__Description de la tâche__: D'après la section de texte, que désigne le nom Andeva ?

__Section de texte__:
+ + + + + + +

Cette ordonnance, conforme aux réquisitions du parquet, a été rendue une semaine après un autre non-lieu prononcé pour les responsables du groupe Eternit, premier producteur français d'amiante-ciment jusqu'à l'interdiction de la fibre.

Il avait été l'un des premiers avec l'équipementier automobile Ferodo-Valeo, à qui appartenaient les usines de Condé-sur-Noireau, à être visés par des plaintes contre ce matériau cancérigène.

L'Andeva, l'association nationale de défense des victimes de l'amiante, a aussitôt annoncé faire appel de cette décision qui équivaut notamment à l'abandon des poursuites contre cinq ex-responsables des usines jusqu'alors mis en examen pour "homicides et blessures involontaires".

"Les magistrats du pôle judiciaire de santé publique ont donc décidé d'enterrer l'ensemble des affaires de l'amiante", a-t-elle dénoncé dans un communiqué, les accusant de délivrer "un véritable permis de tuer sans crainte de poursuite pénale".

Dans leur ordonnance signée le 17 juillet, consultée par l'AFP, les juges ont estimé qu'il n'était "pas possible de déterminer a posteriori une date précise d'intoxication par les fibres d'amiante".

De fait, il n'est "pas possible de mettre en corrélation le dommage et les éventuelles fautes qui pourraient être imputées à des personnes qui auraient une responsabilité dans l'exposition à l'amiante subie par les salariés des usines de Condé", soulignent-ils.

-"Interprétation erronée" -

Les magistrats se sont appuyés, comme dans d'autres dossiers auparavant, sur une expertise judiciaire définitive de février 2017, qui estimait impossible de déduire avec précision le moment de l'exposition, ni celui de la contamination.

+ + + + + + +

__Extrait des données__:
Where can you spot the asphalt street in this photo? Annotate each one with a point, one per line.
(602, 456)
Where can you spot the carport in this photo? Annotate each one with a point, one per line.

+ + + + + + +

__Résultat correct__: L'association nationale de défense des victimes de l'amiante.